§ **Document segment**:
By Dave Andrusko
We have a separate post about the second of the debates among the 20 pro-abortion Democrats running for President that will take place Tuesday and Wednesday in Detroit. There’s lots to talk about as Democrats, having sold their souls to Planned Parenthood, NARAL, and EMILY’s List, try to find a message that does not turn off the wider American electorate at the same time they raise their hands in support of abortion on demand, tax-payer funded, and (at a minimum) acquiescence in infanticide.
First a reminder of what took place three years ago, on July 28, 2016, at the Wells Fargo Center in Philadelphia, Pennsylvania.
For starters, before Clinton formally accepted the nomination, her VP choice, Sen. Tim Kaine, was approved by the acclamation. Kaine, like Joe Biden this time around, had suddenly discovered that his lukewarm support for the Hyde Amendment was now the equivalent of spoiled milk. Bye-bye “personally opposed.”

§ **Recorded information**:
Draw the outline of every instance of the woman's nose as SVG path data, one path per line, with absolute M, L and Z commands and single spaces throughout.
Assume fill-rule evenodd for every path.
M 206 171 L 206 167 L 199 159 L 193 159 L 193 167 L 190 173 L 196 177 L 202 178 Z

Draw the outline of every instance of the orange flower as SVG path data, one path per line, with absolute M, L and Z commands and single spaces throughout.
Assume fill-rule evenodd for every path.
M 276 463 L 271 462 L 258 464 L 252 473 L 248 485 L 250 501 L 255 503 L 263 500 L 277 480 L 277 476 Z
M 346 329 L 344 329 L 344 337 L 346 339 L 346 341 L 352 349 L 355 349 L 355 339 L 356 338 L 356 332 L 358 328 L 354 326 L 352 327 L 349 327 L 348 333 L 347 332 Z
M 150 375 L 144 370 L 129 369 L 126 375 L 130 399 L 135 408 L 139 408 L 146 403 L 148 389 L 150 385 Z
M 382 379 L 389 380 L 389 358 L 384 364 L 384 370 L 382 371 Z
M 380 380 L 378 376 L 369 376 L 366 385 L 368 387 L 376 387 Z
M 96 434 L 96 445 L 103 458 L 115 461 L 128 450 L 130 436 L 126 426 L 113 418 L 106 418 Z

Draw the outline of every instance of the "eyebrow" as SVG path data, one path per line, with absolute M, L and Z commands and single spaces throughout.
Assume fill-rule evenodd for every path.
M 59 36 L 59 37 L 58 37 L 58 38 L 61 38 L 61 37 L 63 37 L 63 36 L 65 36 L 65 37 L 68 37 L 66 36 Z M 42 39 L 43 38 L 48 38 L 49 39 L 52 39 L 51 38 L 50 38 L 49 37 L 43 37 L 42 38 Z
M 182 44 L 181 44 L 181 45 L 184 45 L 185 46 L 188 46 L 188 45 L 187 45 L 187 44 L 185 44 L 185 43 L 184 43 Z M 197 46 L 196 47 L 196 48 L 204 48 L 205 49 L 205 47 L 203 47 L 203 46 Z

§ **Problems**:
A – Print everything in the article on the Democratic debates from "By Dave Andrusko" down to "in Philadelphia, Pennsylvania.", copied word for word.
B – Reproduce everything from the start of the records down to the line containing "M 206 171 L", substituting "contour" for "outline" and leaving all else as it is. Give only those lines.

§ **Answers to the exercise**:
A –
By Dave Andrusko
We have a separate post about the second of the debates among the 20 pro-abortion Democrats running for President that will take place Tuesday and Wednesday in Detroit. There’s lots to talk about as Democrats, having sold their souls to Planned Parenthood, NARAL, and EMILY’s List, try to find a message that does not turn off the wider American electorate at the same time they raise their hands in support of abortion on demand, tax-payer funded, and (at a minimum) acquiescence in infanticide.
First a reminder of what took place three years ago, on July 28, 2016, at the Wells Fargo Center in Philadelphia, Pennsylvania.

B –
Draw the contour of every instance of the woman's nose as SVG path data, one path per line, with absolute M, L and Z commands and single spaces throughout.
Assume fill-rule evenodd for every path.
M 206 171 L 206 167 L 199 159 L 193 159 L 193 167 L 190 173 L 196 177 L 202 178 Z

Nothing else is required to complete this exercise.